***** DATA SUPPLIED *****
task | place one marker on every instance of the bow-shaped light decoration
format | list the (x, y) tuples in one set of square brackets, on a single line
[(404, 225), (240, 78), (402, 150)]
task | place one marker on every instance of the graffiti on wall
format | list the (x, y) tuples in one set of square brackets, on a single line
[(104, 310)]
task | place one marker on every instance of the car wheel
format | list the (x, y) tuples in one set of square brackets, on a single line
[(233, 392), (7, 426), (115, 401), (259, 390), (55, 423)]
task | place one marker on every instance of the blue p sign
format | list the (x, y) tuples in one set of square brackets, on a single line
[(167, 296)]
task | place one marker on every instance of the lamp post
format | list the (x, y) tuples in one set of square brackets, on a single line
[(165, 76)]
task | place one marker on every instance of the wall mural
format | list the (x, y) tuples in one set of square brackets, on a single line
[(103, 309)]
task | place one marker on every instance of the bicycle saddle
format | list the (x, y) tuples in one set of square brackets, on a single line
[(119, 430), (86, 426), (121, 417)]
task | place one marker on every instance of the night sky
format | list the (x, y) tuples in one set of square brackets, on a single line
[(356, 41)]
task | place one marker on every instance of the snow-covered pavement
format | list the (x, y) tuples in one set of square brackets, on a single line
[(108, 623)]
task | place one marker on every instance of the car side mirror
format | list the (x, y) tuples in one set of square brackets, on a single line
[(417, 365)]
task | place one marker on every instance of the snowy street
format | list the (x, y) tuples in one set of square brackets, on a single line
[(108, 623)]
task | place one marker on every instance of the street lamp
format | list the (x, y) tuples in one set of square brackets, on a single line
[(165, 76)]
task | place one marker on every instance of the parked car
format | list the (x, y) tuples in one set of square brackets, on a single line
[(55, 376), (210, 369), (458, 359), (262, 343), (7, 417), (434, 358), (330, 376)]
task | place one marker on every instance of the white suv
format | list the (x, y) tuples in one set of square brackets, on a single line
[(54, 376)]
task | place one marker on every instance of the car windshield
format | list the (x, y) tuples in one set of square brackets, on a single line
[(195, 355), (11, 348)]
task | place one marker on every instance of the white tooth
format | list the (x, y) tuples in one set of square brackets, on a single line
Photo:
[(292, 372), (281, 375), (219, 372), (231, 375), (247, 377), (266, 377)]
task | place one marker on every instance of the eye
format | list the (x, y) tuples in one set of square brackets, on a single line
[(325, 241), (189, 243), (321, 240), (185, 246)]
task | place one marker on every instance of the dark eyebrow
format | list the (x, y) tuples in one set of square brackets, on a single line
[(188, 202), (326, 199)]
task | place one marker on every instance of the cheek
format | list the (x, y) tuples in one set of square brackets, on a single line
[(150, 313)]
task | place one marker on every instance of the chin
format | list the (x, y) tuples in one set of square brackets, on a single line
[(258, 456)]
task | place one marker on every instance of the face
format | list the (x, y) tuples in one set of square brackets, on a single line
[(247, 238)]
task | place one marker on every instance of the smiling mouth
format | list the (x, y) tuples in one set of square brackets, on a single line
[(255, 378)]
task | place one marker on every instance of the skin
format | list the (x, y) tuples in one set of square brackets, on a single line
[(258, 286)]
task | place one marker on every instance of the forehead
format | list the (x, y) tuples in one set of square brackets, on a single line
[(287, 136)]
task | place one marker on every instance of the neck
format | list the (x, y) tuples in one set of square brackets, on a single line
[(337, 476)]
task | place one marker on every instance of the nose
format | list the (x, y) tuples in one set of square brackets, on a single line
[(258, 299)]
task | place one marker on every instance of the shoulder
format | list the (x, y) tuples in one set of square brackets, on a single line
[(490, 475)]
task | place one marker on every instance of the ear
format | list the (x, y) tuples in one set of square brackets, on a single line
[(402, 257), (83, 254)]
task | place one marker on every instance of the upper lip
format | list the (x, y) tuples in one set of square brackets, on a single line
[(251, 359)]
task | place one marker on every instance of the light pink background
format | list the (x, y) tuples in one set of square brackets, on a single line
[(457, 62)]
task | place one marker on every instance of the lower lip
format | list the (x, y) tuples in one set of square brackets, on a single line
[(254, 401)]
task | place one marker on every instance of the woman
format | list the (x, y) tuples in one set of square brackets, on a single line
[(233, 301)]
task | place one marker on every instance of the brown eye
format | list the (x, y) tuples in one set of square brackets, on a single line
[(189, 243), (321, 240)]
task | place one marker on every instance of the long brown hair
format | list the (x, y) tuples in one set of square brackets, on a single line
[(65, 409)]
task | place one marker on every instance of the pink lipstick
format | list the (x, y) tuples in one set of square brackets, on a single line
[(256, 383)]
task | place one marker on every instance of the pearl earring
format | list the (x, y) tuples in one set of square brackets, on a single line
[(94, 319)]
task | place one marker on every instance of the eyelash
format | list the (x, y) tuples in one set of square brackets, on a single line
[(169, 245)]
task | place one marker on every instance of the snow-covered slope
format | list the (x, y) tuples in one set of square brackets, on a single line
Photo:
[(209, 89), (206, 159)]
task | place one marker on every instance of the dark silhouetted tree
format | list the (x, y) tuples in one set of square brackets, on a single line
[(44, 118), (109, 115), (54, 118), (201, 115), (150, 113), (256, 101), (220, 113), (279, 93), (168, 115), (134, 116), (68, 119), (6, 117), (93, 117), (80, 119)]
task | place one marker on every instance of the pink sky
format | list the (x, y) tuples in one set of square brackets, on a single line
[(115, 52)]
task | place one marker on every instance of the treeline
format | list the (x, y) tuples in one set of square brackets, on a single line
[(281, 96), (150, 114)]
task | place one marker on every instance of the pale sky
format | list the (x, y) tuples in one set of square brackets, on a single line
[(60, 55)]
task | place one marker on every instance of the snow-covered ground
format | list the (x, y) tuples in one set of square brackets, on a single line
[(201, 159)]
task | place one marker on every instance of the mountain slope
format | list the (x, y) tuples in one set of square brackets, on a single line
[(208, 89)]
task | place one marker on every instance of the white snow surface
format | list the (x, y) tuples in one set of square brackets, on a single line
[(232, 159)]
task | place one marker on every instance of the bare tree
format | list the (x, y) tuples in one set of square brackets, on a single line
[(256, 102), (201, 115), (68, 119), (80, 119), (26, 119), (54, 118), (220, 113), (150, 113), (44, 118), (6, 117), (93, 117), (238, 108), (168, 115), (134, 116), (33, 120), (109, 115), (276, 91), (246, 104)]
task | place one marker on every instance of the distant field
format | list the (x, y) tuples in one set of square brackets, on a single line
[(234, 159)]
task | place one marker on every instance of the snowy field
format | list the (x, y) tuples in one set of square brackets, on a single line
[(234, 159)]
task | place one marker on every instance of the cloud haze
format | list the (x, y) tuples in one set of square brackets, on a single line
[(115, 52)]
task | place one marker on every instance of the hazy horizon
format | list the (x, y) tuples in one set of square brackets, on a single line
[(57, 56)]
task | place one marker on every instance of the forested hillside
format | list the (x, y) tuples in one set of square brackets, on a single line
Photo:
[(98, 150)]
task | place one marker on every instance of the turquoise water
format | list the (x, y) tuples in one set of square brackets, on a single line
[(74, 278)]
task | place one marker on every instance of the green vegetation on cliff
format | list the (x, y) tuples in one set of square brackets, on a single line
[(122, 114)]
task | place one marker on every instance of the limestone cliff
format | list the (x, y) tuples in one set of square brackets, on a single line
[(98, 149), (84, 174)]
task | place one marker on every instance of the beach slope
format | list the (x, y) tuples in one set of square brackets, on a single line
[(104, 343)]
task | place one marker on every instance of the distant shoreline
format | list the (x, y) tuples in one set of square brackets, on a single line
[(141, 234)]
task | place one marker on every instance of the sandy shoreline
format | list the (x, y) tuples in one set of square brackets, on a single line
*****
Please filter the entries for the word "cliff" and copy the lines that have it.

task | place one marker on every instance of the green vegetation on cliff
task | place one marker on every instance of the limestone cliff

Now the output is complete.